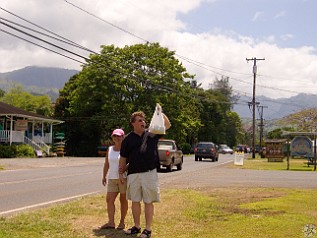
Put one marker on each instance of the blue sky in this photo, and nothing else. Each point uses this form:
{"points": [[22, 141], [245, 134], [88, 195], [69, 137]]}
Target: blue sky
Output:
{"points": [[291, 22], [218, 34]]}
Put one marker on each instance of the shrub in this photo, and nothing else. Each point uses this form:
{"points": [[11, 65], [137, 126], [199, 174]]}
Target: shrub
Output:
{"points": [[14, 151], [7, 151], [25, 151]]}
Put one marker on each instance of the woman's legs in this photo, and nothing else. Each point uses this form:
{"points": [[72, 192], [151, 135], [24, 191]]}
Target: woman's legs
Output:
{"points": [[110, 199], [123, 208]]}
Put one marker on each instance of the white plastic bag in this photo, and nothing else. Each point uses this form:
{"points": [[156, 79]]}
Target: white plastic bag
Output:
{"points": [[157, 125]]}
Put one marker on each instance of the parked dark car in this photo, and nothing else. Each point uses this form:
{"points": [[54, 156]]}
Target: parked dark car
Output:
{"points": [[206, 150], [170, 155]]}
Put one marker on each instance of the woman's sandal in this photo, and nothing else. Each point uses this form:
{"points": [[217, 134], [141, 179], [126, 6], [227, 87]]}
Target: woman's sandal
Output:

* * * *

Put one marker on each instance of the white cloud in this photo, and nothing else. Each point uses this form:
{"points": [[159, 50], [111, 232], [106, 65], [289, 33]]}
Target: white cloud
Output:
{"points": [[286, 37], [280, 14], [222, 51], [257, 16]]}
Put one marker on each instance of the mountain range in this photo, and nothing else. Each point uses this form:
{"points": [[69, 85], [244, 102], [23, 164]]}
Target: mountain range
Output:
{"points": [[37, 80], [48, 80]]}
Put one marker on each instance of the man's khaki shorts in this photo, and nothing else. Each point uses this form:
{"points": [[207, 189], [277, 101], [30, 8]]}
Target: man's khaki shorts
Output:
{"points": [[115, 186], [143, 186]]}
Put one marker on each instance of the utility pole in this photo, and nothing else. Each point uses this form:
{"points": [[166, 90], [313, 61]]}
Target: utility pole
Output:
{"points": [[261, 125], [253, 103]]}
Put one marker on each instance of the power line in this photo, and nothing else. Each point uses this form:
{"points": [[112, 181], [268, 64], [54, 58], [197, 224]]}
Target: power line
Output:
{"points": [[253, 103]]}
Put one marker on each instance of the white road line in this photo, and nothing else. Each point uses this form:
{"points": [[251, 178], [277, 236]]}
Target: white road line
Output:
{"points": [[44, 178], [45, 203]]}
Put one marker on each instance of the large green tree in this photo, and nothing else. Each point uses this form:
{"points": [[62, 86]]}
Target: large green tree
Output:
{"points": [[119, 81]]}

* * * *

§ REQUEST: Which lines in the records contain the string "range"? Gather each such line and copy it out in full.

§ TASK ANSWER:
Put one marker on each instance of the mountain range in this photo, and nothing else. Each point uses this form:
Target: mountain range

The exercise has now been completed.